Article -
•••

Power and Privilege: New War Interviewed
New War is a Melbourne four-piece comprising US born Chris Pugmire, Jess Shepherd (Sir), Melissa Lock and Steve Masterson (Bird Blobs). Formed several years following the dismantling of Pugmire and Lock’s previous group Shoplifting, New War have spent the last three years performing regularly in their hometown. The group’s first release came in the form of 2011’s Ghostwalking 12 inch, which is now followed by their debut self-titled LP, released last month through Sensory Projects.
In this interview, conducted over a series of emails, vocalist Pugmire discusses the influence of power dynamics on New War’s spacious and grey-shaded songs, as well as the recurring dreams and visions that have helped form the group’s distinctive sound.
To me New War is a rhythmical, intuitive project. Is the way you sound a conscious plan, or based more on the personalities involved?

•••

Task instructions -
A - Which label released New War's debut self-titled LP, according to the interview?
B - Please rewrite everything in the interview from "In this interview, conducted" down to "group’s distinctive sound.", renaming "vocalist" to "singer".

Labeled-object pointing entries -

•••

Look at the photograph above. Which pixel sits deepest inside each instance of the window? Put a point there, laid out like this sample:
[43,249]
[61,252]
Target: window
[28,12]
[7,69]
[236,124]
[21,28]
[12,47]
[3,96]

•••

Outputs for the tasks -
A - Sensory Projects

B -
In this interview, conducted over a series of emails, singer Pugmire discusses the influence of power dynamics on New War’s spacious and grey-shaded songs, as well as the recurring dreams and visions that have helped form the group’s distinctive sound.